*** Text Section Begins ***

- The village of Rainbow Falls, which contains a training course for the Equestria Games tryouts.
- Episode no.: Season 4 Episode 10
- Written by: Corey Powell
- Original air date: January 18, 2014
- Running time: 22 minutes

Episode chronology
| ← Previous "Pinkie Apple Pie" | Next → "Three's a Crowd" |
- My Little Pony: Friendship Is Magic season 4

= Rainbow Falls (My Little Pony: Friendship Is Magic) =

"Rainbow Falls" is the tenth episode of the fourth season of the animated television series My Little Pony: Friendship Is Magic. The episode was written by Corey Powell. It originally aired on The Hub on January 18, 2014. In this episode, Rainbow Dash leads the Ponyville team for a relay race to qualify for the Equestria Games but faces a loyalty crisis when the Wonderbolts offer her a chance to join their team after one of their members is injured.

== Plot ==

Rainbow Dash leads Ponyville's aerial relay team with Fluttershy and Bulk Biceps as they prepare for the Equestria Games tryouts at Rainbow Falls. Despite her teammates' obvious limitations compared to the elite Wonderbolts representing Cloudsdale, Rainbow remains confident she can carry them to victory. When Soarin' injures his wing during practice and Rainbow saves him from a dangerous fall, Spitfire and Fleetfoot invite her to train with the Wonderbolts while he recovers, pointing out that Cloudsdale is technically her hometown and that she is eligible to compete for them.

Rainbow begins secretly practicing with both teams. Twilight catches her switching between teams and confronts her about the ethical implications, but Rainbow argues that she is having more fun with the "winners" and insists Ponyville will still qualify with her help. Spitfire and Fleetfoot ask Rainbow to join Cloudsdale permanently, as they claim that Soarin will not be able to recover in time for the tryouts. Rainbow is torn between her dream opportunity and her loyalty to her friends.

*** Text Section Ends ***

Questions to answer -
• 1. Repeat the stretch of the Rainbow Falls text from "Rainbow Dash leads Ponyville's" through "compete for them.".
• 2. In the Rainbow Falls text, which two ponies invite Rainbow Dash to train with the Wonderbolts while Soarin' recovers?
The rows after this point have no connection to the Rainbow Falls text.

*** Excerpted records Section Begins ***

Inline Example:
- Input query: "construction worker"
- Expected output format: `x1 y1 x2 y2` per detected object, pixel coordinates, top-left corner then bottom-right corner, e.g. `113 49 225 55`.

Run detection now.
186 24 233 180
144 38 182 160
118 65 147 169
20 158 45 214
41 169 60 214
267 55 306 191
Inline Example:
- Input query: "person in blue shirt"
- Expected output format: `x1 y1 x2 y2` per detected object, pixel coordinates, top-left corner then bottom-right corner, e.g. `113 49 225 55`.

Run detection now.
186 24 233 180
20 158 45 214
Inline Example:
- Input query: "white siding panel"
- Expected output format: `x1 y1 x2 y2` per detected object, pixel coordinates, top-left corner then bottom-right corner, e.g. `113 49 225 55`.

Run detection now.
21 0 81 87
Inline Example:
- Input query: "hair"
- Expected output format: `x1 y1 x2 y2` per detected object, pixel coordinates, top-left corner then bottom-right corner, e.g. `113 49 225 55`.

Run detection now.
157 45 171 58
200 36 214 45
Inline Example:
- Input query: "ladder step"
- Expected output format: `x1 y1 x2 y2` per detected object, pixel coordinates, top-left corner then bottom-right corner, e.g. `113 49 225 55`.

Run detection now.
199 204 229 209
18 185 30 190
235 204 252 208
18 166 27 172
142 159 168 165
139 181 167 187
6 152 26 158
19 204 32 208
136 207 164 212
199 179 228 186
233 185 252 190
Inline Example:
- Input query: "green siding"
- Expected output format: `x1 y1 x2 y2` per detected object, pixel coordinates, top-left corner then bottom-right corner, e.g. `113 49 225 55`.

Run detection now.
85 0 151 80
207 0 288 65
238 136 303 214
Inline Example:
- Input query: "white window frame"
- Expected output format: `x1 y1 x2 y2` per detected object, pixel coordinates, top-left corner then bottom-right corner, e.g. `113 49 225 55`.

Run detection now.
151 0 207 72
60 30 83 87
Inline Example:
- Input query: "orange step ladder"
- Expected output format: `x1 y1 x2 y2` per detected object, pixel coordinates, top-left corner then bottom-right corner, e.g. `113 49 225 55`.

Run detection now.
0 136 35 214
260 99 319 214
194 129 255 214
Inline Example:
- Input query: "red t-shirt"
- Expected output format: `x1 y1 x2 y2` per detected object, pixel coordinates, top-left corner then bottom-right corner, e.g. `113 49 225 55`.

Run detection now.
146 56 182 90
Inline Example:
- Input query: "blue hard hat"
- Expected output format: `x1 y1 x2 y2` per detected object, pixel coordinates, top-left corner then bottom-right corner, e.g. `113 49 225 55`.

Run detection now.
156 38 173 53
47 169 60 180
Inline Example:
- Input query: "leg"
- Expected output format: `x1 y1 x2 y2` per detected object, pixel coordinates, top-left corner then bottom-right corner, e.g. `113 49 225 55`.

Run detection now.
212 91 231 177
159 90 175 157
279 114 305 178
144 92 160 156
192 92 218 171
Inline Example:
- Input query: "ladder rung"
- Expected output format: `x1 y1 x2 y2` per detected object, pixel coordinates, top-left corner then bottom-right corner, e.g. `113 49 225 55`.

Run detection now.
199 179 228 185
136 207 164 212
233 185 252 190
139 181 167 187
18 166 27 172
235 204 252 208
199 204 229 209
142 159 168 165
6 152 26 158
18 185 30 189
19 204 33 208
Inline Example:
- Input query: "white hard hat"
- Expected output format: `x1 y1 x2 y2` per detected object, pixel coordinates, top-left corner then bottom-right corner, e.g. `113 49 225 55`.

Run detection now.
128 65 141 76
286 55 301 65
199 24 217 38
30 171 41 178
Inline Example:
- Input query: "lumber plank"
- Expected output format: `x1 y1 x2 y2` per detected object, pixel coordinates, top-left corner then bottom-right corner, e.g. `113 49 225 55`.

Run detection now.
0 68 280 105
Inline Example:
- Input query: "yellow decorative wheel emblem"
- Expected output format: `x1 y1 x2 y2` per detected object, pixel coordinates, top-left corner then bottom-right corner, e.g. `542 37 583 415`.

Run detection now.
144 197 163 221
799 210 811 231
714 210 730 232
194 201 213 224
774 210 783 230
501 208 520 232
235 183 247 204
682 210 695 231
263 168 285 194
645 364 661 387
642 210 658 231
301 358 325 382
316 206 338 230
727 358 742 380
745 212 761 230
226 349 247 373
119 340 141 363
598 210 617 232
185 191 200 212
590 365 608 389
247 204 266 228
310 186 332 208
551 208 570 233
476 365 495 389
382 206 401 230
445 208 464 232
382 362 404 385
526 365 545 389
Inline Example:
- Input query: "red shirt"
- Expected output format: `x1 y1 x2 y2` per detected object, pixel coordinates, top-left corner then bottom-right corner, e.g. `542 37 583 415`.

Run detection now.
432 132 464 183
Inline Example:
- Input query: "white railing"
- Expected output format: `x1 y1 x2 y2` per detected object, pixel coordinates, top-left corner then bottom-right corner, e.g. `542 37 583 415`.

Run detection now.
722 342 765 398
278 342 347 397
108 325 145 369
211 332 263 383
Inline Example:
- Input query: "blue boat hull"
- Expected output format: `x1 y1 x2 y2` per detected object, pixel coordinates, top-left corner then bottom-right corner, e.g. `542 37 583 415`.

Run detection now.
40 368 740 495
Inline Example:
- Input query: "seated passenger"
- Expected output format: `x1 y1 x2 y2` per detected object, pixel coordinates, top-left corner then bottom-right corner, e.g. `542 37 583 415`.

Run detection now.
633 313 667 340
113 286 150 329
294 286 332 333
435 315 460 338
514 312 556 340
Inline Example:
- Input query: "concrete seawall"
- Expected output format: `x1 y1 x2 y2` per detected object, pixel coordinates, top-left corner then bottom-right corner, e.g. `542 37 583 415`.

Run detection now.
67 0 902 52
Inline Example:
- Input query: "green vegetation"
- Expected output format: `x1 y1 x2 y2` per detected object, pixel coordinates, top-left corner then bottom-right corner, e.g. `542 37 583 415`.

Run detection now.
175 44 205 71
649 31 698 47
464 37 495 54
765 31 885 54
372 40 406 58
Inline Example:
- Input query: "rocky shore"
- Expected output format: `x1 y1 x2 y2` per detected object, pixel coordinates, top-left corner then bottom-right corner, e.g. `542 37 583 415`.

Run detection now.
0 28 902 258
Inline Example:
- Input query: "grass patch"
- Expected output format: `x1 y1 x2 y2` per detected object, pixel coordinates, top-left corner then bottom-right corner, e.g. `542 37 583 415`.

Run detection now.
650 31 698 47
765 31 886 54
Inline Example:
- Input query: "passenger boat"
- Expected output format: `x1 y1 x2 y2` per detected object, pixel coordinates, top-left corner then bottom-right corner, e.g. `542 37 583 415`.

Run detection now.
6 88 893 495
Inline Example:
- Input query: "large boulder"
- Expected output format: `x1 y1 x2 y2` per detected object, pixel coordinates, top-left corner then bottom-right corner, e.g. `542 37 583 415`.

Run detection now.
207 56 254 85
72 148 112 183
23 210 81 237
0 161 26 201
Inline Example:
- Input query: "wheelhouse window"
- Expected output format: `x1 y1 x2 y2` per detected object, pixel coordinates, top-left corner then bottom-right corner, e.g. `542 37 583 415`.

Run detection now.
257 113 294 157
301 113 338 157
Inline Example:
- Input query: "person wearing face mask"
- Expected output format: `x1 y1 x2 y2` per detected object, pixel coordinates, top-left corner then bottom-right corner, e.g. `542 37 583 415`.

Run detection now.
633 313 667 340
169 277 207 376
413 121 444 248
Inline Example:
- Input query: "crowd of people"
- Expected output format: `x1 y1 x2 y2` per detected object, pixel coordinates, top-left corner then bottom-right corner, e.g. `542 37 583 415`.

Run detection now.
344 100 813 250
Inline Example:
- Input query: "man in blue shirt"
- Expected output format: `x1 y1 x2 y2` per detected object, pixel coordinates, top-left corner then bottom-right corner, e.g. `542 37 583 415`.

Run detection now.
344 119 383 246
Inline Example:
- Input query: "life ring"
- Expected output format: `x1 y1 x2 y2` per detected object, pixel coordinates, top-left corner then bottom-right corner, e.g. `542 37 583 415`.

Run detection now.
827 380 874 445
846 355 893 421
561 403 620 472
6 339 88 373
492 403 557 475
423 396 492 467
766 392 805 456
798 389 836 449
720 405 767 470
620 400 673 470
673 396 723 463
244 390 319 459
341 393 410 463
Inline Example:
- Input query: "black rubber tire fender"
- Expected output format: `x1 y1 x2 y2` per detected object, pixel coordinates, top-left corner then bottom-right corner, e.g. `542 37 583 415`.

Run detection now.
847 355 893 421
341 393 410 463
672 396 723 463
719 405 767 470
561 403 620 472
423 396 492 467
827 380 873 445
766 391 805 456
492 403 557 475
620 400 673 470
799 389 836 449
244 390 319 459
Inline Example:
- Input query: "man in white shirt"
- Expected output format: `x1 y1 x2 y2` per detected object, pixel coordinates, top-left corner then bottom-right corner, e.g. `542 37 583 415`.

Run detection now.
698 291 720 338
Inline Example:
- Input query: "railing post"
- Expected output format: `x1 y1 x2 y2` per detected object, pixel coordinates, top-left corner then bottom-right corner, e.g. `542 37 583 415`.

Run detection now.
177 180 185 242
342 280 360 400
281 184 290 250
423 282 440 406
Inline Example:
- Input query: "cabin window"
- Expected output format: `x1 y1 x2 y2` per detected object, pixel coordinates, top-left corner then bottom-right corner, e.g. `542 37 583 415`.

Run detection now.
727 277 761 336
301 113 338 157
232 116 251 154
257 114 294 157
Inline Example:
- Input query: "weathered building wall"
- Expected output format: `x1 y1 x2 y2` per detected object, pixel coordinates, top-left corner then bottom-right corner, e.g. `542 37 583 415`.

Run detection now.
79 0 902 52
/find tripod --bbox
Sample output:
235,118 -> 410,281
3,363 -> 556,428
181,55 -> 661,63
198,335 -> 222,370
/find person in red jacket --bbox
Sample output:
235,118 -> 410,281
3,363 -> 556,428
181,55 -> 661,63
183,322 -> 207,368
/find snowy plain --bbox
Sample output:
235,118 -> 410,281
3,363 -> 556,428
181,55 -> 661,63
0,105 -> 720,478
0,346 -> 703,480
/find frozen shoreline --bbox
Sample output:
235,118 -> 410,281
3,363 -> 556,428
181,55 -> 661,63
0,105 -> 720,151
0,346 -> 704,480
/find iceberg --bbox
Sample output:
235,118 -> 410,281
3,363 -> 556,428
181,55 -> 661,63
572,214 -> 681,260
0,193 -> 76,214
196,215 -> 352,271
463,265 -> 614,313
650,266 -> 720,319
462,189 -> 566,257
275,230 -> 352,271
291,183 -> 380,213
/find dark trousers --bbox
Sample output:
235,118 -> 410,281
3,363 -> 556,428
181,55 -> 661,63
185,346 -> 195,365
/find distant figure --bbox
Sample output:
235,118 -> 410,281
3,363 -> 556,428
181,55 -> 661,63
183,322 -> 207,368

*** Excerpted records Section Ends ***

Written answers -
• 1.
Rainbow Dash leads Ponyville's aerial relay team with Fluttershy and Bulk Biceps as they prepare for the Equestria Games tryouts at Rainbow Falls. Despite her teammates' obvious limitations compared to the elite Wonderbolts representing Cloudsdale, Rainbow remains confident she can carry them to victory. When Soarin' injures his wing during practice and Rainbow saves him from a dangerous fall, Spitfire and Fleetfoot invite her to train with the Wonderbolts while he recovers, pointing out that Cloudsdale is technically her hometown and that she is eligible to compete for them.

• 2. Spitfire and Fleetfoot